[Passage shown Boundary: Start]

NEW DELHI: Tribal students have appealed to the government to ensure “quality education” and proper facilities, including schools and hostels, for those belonging to scheduled tribes and said that reservation in government institutions and jobs alone is not the solution to their problems. They also urged the central government to formulate policies on the “basis of ground realities” for the welfare of tribal children.
Tribal students from across India participated in a convention organised by the Adivasi Adhikar Manch and the Centre for Adivasi Research and Development here on Saturday to highlight their issues. “Please tell the government that we are not getting a quality education. There are no schools in some tribal areas. Even if there are, there are no teachers. At some places, tribal students have to travel miles to reach school. “We need more hostels and good facilities. The government talks about reservation (in jobs), but what will we do if we do not get a proper education?” asked Sunil Tirki from Jharkhand.
Tribal students, who had come from faraway villages of Jharkhand, West Bengal, Chhattisgarh, Rajasthan, Karnataka, Tripura, and other states, also complained about poor hostel facilities at residential government schools. They said that hostels do not have proper drinking water and toilet facilities. At some places, there are no ceiling fans. So, the students sleep in the open during summers.

[Passage shown Boundary: End]
[Extracted material Boundary: Start]

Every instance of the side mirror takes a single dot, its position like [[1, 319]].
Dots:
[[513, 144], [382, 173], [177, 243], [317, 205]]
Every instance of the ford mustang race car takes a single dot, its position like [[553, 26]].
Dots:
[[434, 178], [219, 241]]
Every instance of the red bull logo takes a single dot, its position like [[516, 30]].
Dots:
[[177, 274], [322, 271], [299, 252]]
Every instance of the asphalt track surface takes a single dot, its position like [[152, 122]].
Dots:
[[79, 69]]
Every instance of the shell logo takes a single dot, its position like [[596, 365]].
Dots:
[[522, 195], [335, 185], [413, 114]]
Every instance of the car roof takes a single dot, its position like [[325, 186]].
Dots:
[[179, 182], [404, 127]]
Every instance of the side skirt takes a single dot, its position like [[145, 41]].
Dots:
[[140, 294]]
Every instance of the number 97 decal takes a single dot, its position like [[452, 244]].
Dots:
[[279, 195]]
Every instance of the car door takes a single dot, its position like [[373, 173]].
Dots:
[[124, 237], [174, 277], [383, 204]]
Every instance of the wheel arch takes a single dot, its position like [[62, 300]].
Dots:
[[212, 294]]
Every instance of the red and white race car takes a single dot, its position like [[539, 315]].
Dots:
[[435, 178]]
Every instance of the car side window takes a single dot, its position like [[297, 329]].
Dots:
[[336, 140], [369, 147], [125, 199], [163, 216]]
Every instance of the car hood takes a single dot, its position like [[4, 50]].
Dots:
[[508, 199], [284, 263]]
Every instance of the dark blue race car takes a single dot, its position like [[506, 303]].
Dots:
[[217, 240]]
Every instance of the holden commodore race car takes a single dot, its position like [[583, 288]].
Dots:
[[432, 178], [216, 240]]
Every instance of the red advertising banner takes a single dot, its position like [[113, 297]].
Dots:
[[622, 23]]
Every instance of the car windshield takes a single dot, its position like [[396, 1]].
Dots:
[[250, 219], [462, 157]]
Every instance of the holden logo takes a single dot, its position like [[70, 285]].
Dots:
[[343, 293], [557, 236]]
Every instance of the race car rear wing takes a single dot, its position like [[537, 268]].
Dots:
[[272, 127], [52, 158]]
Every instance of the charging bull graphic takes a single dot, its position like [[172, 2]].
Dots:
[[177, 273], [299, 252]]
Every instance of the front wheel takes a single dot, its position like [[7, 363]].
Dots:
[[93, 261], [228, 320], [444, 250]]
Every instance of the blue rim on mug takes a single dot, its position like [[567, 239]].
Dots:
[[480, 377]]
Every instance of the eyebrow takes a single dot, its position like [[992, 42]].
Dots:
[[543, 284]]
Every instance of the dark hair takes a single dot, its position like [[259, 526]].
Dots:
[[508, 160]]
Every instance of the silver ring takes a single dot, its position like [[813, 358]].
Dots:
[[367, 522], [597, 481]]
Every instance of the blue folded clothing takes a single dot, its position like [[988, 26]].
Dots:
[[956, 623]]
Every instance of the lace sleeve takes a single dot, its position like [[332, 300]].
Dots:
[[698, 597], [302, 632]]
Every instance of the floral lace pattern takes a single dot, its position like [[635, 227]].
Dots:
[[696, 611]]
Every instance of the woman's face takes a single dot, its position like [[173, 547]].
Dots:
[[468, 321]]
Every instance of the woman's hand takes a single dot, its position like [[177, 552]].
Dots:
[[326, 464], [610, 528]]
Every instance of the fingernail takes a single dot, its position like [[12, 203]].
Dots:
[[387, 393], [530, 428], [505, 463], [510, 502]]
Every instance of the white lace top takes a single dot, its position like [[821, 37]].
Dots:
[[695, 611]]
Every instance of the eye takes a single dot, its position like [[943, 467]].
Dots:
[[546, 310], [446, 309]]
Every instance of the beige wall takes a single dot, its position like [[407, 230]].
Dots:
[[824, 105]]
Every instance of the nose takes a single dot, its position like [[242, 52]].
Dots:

[Extracted material Boundary: End]

• Required action: Copy the passage from the article about tribal students, starting with "NEW DELHI: Tribal" and going on through "of tribal children.". The lines play no part in what is asked here.

• Problem solution:
NEW DELHI: Tribal students have appealed to the government to ensure “quality education” and proper facilities, including schools and hostels, for those belonging to scheduled tribes and said that reservation in government institutions and jobs alone is not the solution to their problems. They also urged the central government to formulate policies on the “basis of ground realities” for the welfare of tribal children.